__GIVEN PASSAGE__.
Hello Gorgeous!

Firstly thank you for being here. I hope you’ll find something of value here.

I’m Dr M, a Chartered Clinical Psychologist, Psychology Professor, author & media contributor based in London, UK. In my day job, I teach postgrad students how to do therapy & how to test if therapy works. I have a small trauma informed private practice. Read more about my training & qualifications here.

I created @thepsychologistandme on social media because I couldn’t believe how much mental health misinformation was on the internet. Luckily, I have training in psychology & mental health therapy, so I can safely differentiate the engagement-based tactics from the good material. But without that training, how would a person looking for mental health help be able to recognize that a post with hundreds or thousands of likes, by a person with over a hundred thousand followers, is utter BS? Social perception is very powerful, isn’t it?

The problem is that there are far more accounts with questionable mental health information and big followings than accounts run by real, trained, qualified (can I throw in morally responsible) mental health experts. I felt it was time to change that ratio.

I’m now on a mission to help break barriers in mental health treatment by improving accessibility & affordability.

Here’s my story…

In 2010, my sister (who led comms/social media for a Fortune 500) told me about Instagram & blogging and how I should get on board. She said it was a chance to share helpful perspectives and make my professional expertise accessible to the public. I scoffed.

Big sigh. Clearly, I was short sighted, however, at the time, I struggled to see where pastel mental health lecture slides would stand a chance next to celebrity selfies and couples diving into 5* hotel pools full of rose petals. 

I also didn’t believe that people would trust random people on the internet with deeply personal issues, like their mental health. But I’ve since learned that people actually do. And for good reasons. Therapy is expensive. People seeking therapy are often stigmatized. It’s hard to find good help or know where to look for mental health help. 

The most worrying thing is that there are social media influencers and celebrity coaches, who don’t have any professional mental health training, who have happily jumped off their sofas to fill this gap by offering online mental health help.

And this is an issue because good, honest, hard working people may believe that:

 a) a post featuring a product/service w tons of likes/comments is a good product/service;

 b) someone with lots of followers & a blue tick is confirmed authority figure;

 c) someone who is called ‘Dr’ or has x psychology degree or exclusively lived experience is equivalent to a qualified therapist (this is not a take down on lived experience because  that perspective is relevant & important to mental health recovery); or, 

d) whatever therapy-like product being sold has been tested and works, which is why it’s appearing to be popular. 

Ok fine if it’s a £3.99 cellulite cream. But when it’s expensive mental health ‘products’ mimicking therapy sold by people I’m going to politely call ‘people’ AND often for more money than actual therapy from a trained professional. We all need to worry.

__SET OF TASKS__.
(1) Answer each question from the psychologist's introduction.
(a) In which city and country is Dr M based?
(b) In what year did Dr M's sister suggest getting on Instagram and blogging?
(c) What price is given for the cellulite cream?
(2) List every professional role Dr M claims in the opening self-description of the psychologist's introduction.
The material after this point comes from a source unrelated to the psychologist's introduction.

__EXTRACTED MATERIAL__.
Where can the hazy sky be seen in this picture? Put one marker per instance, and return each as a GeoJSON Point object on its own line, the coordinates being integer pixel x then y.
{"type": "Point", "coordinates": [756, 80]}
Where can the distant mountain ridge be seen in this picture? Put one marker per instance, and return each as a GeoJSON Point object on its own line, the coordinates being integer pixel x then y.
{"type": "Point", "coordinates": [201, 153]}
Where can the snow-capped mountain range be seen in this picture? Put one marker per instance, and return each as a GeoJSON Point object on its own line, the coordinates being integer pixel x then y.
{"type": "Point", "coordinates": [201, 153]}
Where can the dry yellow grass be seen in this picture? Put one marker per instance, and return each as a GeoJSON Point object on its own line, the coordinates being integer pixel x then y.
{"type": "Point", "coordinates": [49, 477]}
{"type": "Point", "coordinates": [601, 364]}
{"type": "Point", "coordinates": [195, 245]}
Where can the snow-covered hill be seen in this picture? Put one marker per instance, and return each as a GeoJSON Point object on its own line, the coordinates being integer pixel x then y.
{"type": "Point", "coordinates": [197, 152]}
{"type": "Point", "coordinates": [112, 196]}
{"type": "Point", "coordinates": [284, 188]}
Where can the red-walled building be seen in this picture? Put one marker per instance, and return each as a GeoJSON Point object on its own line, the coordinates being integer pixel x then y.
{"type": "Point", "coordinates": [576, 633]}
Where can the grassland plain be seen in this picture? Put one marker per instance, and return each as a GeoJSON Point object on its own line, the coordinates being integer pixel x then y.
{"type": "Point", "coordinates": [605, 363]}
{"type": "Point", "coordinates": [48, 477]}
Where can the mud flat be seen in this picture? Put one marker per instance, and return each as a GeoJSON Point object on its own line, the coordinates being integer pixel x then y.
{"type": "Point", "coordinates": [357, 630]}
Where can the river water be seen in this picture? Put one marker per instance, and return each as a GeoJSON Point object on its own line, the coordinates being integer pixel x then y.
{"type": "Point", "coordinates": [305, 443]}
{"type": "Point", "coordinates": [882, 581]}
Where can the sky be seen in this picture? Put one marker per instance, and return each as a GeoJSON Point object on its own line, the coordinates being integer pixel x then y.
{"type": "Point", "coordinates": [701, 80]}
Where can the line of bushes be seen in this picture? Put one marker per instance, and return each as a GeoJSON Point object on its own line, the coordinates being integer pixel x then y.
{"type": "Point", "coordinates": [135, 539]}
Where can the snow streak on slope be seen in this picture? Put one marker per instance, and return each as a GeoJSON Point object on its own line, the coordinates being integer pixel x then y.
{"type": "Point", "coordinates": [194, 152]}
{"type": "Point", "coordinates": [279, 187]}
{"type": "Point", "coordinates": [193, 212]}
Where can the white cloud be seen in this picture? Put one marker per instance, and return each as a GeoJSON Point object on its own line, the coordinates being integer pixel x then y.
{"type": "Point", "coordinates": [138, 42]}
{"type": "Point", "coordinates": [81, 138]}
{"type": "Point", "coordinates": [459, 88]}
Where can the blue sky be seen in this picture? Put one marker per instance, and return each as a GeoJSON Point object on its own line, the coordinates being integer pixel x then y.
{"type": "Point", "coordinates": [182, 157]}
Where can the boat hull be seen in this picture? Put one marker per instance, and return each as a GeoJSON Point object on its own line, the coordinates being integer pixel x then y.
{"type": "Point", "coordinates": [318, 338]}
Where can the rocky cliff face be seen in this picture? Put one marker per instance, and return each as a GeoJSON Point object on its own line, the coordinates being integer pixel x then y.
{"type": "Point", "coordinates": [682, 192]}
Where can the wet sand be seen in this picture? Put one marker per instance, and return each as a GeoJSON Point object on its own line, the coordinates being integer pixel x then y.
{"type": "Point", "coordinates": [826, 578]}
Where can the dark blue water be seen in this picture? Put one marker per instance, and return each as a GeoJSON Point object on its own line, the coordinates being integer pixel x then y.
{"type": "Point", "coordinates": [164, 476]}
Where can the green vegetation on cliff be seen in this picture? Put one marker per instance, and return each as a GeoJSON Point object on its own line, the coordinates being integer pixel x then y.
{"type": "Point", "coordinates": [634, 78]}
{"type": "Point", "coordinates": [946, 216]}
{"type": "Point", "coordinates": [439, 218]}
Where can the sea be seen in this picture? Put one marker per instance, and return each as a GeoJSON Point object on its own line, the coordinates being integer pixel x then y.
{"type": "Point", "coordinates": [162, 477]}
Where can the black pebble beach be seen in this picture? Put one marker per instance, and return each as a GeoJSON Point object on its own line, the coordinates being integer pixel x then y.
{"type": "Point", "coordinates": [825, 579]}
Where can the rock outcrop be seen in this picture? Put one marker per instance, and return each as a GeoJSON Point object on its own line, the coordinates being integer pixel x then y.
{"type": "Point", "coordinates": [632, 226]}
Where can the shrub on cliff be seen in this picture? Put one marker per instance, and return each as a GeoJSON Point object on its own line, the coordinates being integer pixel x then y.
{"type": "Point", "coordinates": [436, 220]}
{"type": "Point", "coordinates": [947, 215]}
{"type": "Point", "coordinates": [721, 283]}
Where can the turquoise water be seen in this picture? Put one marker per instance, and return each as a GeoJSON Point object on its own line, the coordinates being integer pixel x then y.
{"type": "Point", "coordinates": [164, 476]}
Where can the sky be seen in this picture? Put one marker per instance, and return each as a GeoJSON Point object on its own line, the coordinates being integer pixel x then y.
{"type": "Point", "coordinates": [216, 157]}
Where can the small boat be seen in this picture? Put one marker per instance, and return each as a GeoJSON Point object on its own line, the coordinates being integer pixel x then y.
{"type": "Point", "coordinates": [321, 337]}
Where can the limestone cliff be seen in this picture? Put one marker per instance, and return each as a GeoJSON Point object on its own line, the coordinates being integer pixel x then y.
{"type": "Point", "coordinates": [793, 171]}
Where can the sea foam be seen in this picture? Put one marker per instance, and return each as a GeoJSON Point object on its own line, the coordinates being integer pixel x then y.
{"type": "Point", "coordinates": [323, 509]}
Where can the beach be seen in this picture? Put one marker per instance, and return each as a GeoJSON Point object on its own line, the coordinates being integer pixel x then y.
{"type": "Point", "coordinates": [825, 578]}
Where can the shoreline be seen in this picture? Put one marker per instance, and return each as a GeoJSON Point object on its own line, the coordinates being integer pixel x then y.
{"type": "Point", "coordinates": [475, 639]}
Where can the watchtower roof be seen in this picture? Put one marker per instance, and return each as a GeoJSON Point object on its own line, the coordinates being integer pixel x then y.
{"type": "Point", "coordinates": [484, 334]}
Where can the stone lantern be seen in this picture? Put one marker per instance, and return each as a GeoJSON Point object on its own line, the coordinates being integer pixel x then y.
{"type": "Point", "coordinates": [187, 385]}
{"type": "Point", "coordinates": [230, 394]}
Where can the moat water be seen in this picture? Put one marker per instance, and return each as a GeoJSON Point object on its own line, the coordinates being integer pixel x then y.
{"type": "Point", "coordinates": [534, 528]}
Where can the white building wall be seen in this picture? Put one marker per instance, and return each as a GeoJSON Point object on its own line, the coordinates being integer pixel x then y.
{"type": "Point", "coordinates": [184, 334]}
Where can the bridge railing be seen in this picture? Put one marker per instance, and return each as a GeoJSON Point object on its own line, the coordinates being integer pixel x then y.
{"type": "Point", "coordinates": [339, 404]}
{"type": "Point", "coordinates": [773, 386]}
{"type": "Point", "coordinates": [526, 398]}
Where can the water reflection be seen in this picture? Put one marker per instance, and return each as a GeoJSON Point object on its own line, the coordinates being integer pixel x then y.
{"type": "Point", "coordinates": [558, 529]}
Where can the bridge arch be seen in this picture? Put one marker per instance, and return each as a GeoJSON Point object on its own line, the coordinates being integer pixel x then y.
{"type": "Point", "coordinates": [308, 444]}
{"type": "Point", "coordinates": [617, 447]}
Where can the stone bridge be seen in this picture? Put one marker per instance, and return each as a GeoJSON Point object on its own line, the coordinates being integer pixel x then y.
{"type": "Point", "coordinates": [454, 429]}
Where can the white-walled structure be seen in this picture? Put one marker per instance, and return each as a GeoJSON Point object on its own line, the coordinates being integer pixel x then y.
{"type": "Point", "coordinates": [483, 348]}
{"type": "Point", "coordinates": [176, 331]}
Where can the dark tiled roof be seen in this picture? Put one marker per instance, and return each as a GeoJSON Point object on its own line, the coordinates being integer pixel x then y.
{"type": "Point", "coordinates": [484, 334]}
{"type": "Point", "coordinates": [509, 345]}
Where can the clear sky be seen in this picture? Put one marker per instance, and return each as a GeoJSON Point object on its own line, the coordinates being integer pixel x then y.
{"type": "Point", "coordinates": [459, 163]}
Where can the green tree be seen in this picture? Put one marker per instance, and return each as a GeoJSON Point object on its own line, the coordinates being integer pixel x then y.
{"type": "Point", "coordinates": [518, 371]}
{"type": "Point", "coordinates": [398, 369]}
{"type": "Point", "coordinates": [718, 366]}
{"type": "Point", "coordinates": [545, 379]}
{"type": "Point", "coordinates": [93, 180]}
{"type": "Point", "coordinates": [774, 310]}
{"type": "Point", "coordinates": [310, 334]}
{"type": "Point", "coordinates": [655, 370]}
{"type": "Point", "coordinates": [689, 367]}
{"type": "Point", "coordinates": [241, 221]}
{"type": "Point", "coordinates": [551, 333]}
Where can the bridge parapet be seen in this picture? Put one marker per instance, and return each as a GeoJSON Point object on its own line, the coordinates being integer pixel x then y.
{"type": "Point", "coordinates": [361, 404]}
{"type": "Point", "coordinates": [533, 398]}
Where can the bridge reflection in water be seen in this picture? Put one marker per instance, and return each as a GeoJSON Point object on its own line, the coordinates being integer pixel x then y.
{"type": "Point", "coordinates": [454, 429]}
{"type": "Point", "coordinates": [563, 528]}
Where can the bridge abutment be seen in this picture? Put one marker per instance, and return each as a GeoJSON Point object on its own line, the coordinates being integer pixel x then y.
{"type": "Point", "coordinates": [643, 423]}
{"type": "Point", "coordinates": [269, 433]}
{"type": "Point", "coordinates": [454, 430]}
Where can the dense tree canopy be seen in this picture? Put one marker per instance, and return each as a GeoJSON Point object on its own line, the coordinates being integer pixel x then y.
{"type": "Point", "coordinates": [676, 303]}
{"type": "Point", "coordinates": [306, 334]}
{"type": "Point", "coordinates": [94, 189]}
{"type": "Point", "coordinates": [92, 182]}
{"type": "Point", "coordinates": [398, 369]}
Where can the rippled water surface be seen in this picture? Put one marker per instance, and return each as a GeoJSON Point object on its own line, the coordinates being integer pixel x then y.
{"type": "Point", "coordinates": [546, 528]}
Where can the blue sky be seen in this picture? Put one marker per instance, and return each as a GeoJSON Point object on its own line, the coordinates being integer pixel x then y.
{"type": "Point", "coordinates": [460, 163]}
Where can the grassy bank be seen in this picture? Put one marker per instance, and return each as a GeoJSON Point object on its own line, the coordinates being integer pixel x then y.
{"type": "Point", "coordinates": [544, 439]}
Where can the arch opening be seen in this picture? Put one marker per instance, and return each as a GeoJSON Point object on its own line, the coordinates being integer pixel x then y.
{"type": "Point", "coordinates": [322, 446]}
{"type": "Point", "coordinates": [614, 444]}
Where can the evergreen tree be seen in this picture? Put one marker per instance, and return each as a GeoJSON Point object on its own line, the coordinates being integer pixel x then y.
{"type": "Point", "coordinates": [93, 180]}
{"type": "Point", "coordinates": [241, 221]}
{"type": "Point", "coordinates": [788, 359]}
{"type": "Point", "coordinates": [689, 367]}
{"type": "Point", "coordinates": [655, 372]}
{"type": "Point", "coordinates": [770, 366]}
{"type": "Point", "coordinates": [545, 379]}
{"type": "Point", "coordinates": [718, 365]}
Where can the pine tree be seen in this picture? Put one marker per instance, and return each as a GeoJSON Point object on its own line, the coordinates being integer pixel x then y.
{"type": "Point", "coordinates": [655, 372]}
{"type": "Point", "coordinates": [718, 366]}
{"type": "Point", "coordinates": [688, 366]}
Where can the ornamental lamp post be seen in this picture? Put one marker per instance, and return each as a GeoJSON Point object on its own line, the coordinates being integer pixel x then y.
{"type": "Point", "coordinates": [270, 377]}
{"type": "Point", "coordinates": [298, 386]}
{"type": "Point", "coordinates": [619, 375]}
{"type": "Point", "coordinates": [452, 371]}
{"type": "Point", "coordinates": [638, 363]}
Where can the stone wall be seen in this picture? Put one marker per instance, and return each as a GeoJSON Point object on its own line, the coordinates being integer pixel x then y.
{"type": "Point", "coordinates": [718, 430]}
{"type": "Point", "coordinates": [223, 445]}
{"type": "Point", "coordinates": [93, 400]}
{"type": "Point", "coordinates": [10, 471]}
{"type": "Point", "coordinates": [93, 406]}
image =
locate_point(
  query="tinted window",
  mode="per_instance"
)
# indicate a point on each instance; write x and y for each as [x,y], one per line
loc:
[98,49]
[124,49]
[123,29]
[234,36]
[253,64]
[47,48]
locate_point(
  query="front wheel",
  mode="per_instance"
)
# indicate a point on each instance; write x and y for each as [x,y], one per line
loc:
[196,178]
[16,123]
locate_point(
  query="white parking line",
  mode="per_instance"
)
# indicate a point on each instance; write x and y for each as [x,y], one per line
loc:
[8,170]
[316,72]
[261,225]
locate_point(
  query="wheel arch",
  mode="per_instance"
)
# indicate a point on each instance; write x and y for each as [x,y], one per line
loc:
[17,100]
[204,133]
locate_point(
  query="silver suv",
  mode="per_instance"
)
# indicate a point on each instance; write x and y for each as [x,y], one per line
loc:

__RESPONSE LIST__.
(1)
(a) London, UK
(b) 2010
(c) £3.99

(2)
- Chartered Clinical Psychologist
- Psychology Professor
- author
- media contributor